## What to produce
Copy out the rows below word for word, leaving out the pictures.

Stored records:
▶

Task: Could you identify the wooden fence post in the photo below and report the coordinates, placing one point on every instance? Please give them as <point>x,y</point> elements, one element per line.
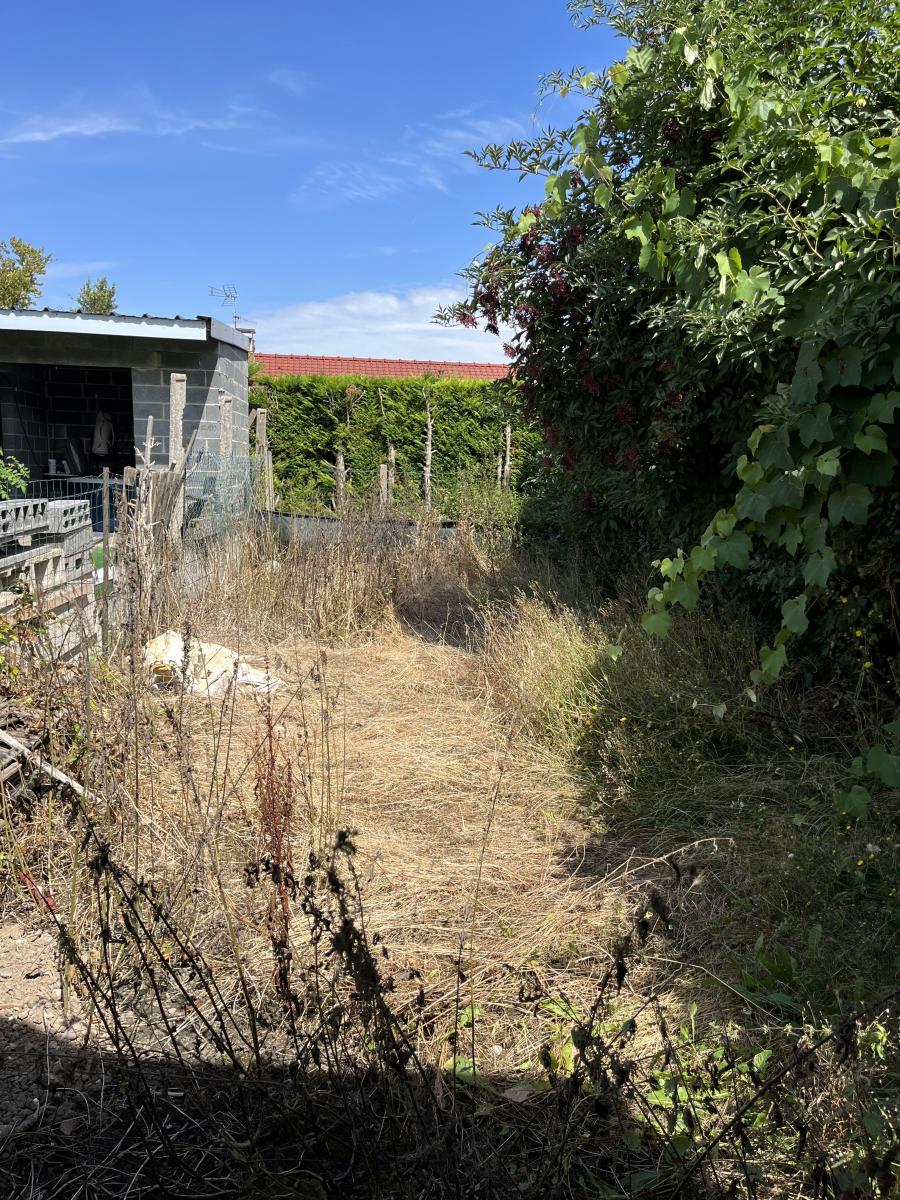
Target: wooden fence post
<point>105,585</point>
<point>178,401</point>
<point>429,443</point>
<point>226,423</point>
<point>264,454</point>
<point>340,483</point>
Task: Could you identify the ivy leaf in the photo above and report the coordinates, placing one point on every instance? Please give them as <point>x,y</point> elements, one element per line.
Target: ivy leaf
<point>871,438</point>
<point>735,550</point>
<point>707,95</point>
<point>784,492</point>
<point>751,505</point>
<point>657,623</point>
<point>753,283</point>
<point>850,504</point>
<point>640,227</point>
<point>793,613</point>
<point>751,473</point>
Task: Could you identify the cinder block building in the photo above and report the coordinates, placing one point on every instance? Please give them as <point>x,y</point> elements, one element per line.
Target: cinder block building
<point>77,389</point>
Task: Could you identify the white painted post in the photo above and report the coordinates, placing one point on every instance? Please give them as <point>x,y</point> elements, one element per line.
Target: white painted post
<point>507,457</point>
<point>226,423</point>
<point>178,401</point>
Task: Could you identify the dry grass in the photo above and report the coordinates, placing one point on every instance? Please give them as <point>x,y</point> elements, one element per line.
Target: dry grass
<point>552,850</point>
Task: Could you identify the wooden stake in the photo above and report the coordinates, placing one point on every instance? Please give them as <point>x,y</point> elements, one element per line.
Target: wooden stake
<point>429,442</point>
<point>340,481</point>
<point>391,473</point>
<point>105,586</point>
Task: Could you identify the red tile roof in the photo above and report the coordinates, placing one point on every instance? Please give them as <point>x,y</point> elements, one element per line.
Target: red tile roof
<point>394,369</point>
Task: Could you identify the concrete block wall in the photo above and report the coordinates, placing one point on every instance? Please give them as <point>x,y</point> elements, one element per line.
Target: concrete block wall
<point>220,367</point>
<point>23,415</point>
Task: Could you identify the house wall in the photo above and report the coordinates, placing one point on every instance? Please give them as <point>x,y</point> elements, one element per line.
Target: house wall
<point>209,366</point>
<point>221,367</point>
<point>24,427</point>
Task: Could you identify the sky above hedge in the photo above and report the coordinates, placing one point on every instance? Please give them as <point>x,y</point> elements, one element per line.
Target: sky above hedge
<point>310,154</point>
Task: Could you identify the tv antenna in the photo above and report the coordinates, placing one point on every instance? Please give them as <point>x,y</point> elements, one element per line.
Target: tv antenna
<point>228,294</point>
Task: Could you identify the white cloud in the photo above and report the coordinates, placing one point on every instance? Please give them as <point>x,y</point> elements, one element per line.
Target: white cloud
<point>298,83</point>
<point>66,270</point>
<point>425,156</point>
<point>144,118</point>
<point>376,324</point>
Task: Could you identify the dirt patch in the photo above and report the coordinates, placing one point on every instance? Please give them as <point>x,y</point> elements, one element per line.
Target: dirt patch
<point>42,1077</point>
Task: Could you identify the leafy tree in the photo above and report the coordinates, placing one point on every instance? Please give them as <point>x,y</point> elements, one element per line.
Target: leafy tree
<point>96,295</point>
<point>13,475</point>
<point>708,300</point>
<point>22,269</point>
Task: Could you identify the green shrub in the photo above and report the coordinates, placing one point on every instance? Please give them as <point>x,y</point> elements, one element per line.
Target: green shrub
<point>313,417</point>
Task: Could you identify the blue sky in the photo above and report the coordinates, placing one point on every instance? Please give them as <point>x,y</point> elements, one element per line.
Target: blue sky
<point>309,154</point>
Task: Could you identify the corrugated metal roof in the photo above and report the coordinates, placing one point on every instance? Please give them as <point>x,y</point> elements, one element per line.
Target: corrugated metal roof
<point>395,369</point>
<point>57,321</point>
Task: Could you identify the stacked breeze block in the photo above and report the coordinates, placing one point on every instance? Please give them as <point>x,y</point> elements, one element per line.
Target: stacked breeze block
<point>21,517</point>
<point>70,528</point>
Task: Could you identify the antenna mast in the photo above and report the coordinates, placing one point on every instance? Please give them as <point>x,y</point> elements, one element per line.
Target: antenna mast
<point>228,294</point>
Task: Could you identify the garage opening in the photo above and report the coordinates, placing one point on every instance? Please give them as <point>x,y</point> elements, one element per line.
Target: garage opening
<point>66,421</point>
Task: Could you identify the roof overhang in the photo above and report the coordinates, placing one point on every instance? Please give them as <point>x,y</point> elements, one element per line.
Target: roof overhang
<point>169,329</point>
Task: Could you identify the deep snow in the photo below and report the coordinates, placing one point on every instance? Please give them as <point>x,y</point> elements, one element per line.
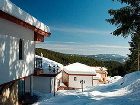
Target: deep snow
<point>120,91</point>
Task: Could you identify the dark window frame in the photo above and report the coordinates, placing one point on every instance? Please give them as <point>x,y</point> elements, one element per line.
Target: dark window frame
<point>21,49</point>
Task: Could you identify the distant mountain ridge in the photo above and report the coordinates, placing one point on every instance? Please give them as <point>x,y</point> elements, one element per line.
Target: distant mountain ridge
<point>108,57</point>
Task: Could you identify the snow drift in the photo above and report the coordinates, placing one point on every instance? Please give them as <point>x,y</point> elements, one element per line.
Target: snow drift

◀

## Correct response
Task: Could you identify the wooden fence post in the photo below and report the coordinates, placing one point on every instance? Please give them as <point>x,y</point> elements, one element per line.
Target: wooden fence post
<point>105,585</point>
<point>178,401</point>
<point>429,443</point>
<point>226,423</point>
<point>264,454</point>
<point>340,483</point>
Task: Could you identify the ivy leaf in the photo above and report the coordinates, placing one point on every instance? Please give them as <point>x,y</point> elements, one element per line.
Target: ivy leaf
<point>871,438</point>
<point>735,550</point>
<point>707,95</point>
<point>784,492</point>
<point>751,505</point>
<point>657,623</point>
<point>753,283</point>
<point>850,504</point>
<point>640,227</point>
<point>793,613</point>
<point>751,473</point>
Task: Could you identify the cinder block building in the photo above and report the coordinates, placing one point on every instance? Please give them as <point>x,y</point> elements, one element per line.
Target: cinder block building
<point>77,389</point>
Task: Could you identify the white painted post in the photo above and report the coordinates, placing one point on every instance? Please give them as <point>x,y</point> elements, one element per line.
Target: white painted post
<point>507,457</point>
<point>226,423</point>
<point>178,401</point>
Task: Could you identify the dry grass in the photo above and report the coordinates, placing one point on every instance? Please give them as <point>x,y</point> elements, one element per line.
Target: dry grass
<point>552,850</point>
Task: Could you identify the wooden stake in the photo above and report the coordinates, placing one point on every instance? Please give them as <point>x,y</point> elements, one element per line.
Target: wooden stake
<point>429,442</point>
<point>340,481</point>
<point>391,473</point>
<point>105,586</point>
Task: Could you identify the red tile roof in the photo above and report the coordinates, placing one point on every instance? Please give them as <point>x,y</point> elements, one element per line.
Target: red tile roof
<point>394,369</point>
Task: Could you identify the concrete block wall in the photo above and report the coordinates, placing one point on every instance? Please give them as <point>x,y</point> elements, one element per line.
Target: concrete block wall
<point>220,367</point>
<point>23,415</point>
Task: Could you identify the house wall in the photo above and report the coordinates, placing one point on every instance? Please give them as <point>x,y</point> elements, one element per line.
Target: house wall
<point>209,366</point>
<point>221,367</point>
<point>24,427</point>
Task: Could you identify the sky above hedge in the photo above and report the coordinates, placing one point on every instance? Please give them as <point>x,y</point> elements, one element per line.
Target: sky above hedge
<point>310,154</point>
Task: Could you identify the tv antenna in the photo above and report the coordinates, placing one point on every instance? Please give them as <point>x,y</point> elements, one element per line.
Target: tv antenna
<point>228,294</point>
Task: Could you identify the white cloud in the photo above and report the coordinates, placing one point on every instance? Please give them as <point>x,y</point> elements, one element per line.
Target: white cloud
<point>298,83</point>
<point>66,270</point>
<point>425,156</point>
<point>144,118</point>
<point>376,324</point>
Task: Could you identify the dirt patch in the photo above and report the coordinates, placing one point on every instance? Please give them as <point>x,y</point> elements, one element per line.
Target: dirt patch
<point>42,1077</point>
Task: Could you identify the leafy tree in the photo above and report the coordinates, placing one point on every instance? Please give them as <point>x,y</point> elements, one element per line.
Target: leafy tree
<point>96,295</point>
<point>13,475</point>
<point>708,300</point>
<point>22,269</point>
Task: Could you identify the green shrub in the photo above and report the coordinates, placing one point on every instance? Please give them as <point>x,y</point> elements, one element per line.
Target: green shrub
<point>313,417</point>
Task: Could you identify the blue sky in the photo above and report the coordinates, placing one point on every instance? Please give them as <point>x,y</point> elements, one element per line.
Target: blue sky
<point>309,154</point>
Task: Could you identify the corrugated metal roof in the photo above and report the coordinates, placing one point on every instance? Please give them as <point>x,y</point> elements, one element per line.
Target: corrugated metal roof
<point>395,369</point>
<point>57,321</point>
Task: Could you identify the stacked breeze block in the photo above and report the coordinates, placing one point on every instance? Please give them as <point>x,y</point> elements, one element per line.
Target: stacked breeze block
<point>21,517</point>
<point>70,528</point>
Task: Could you identify the antenna mast in the photo above and report the coordinates, placing one point on every instance? Please give them as <point>x,y</point> elements, one element per line.
Target: antenna mast
<point>228,294</point>
Task: Could you identify the garage opening in the photo above and report the coordinates, placing one point on every instance? Please give them as <point>x,y</point> elements, one element per line.
Target: garage opening
<point>66,421</point>
Task: Could you identify the roof overhang in the photo above and report the coordinates, placing one point on every instance? Please give them as <point>x,y</point> elements, one element per line.
Target: roof overhang
<point>169,329</point>
Task: Could you identify the deep snow in the photo below and report the coordinates, placing one point on every instance? Please give them as <point>x,y</point> elements, one element per line.
Target: deep snow
<point>120,91</point>
Task: Could you identify the dark window frame in the photo above and report the coordinates, placing one point on every instance? Please give them as <point>x,y</point> elements, one element per line.
Target: dark window frame
<point>21,49</point>
Task: Could you identify the distant mountain ridge in the photo above and report the coordinates, placing one point on every instance? Please give them as <point>x,y</point> elements, one element per line.
Target: distant mountain ridge
<point>108,57</point>
Task: Could you identify the snow drift in the photo above and report the coordinates, placing one point on every instance? Please give them as <point>x,y</point> elements, one element per line.
Target: snow drift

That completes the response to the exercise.